Mission and Values


The mission of CART is to provide an alternative to a police response to homelessness in San Francisco. Goals of the CART working group include:

  • Developing recommendations for program design

  • Advocating for adoption of the recommendations by city departments

  • Participating in the implementation process of the new program

  • Ensuring accountability and continuity with the adopted recommendations of program operations


The design of the CART program is informed by the common values of working group:

  • Compassion for our unhoused neighbors

  • Non-violent conflict resolution

  • Participation of “clients/consumers” in providing input, program evaluation and critical feedback.
^^^^
▶ Task goal:
In the CART mission statement, what is CART meant to provide an alternative to?

▶ Data shown:
^^^^
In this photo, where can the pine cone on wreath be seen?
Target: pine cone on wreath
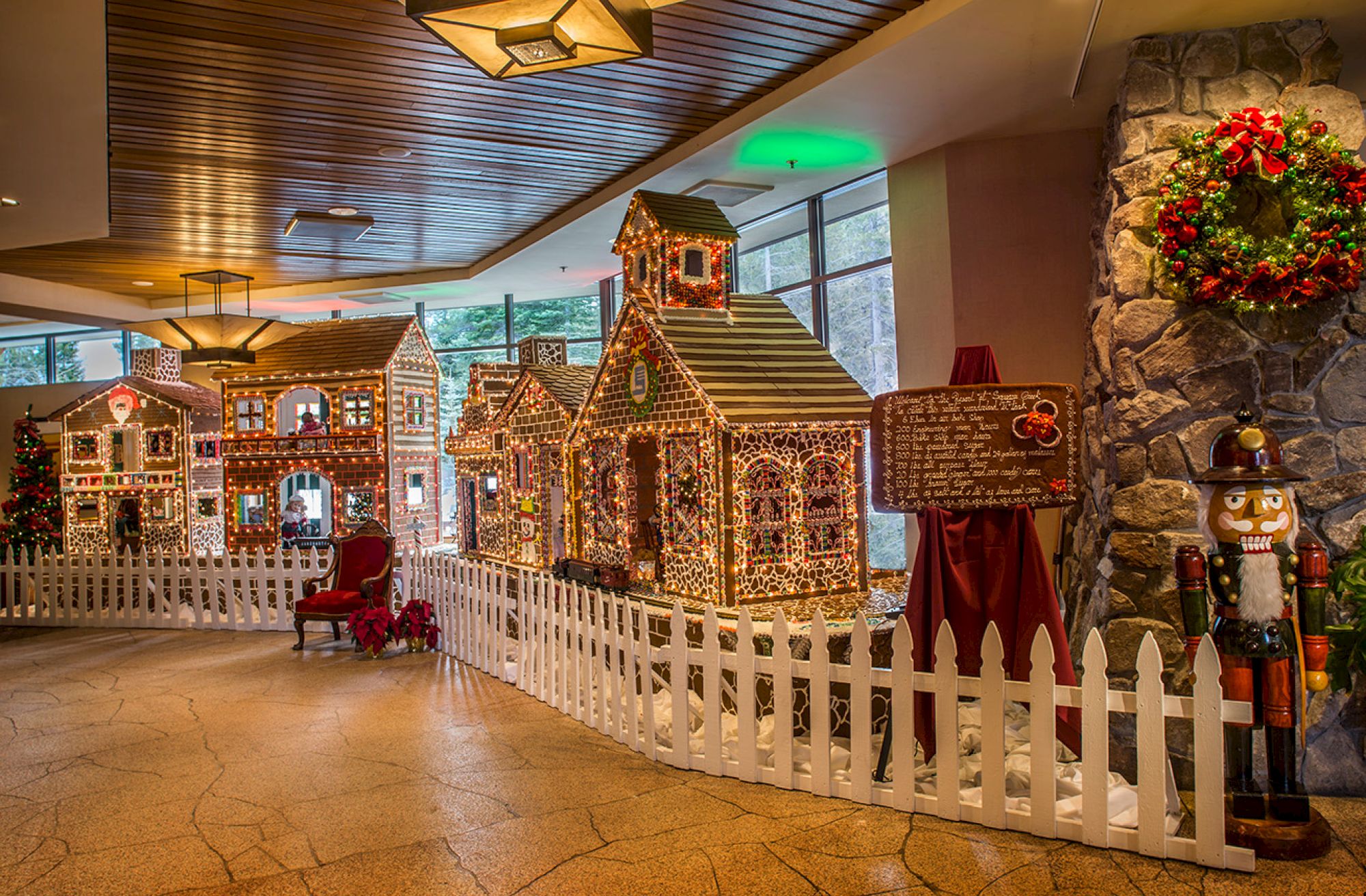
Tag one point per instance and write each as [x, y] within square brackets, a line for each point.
^^^^
▶ Task solution:
A police response to homelessness in San Francisco.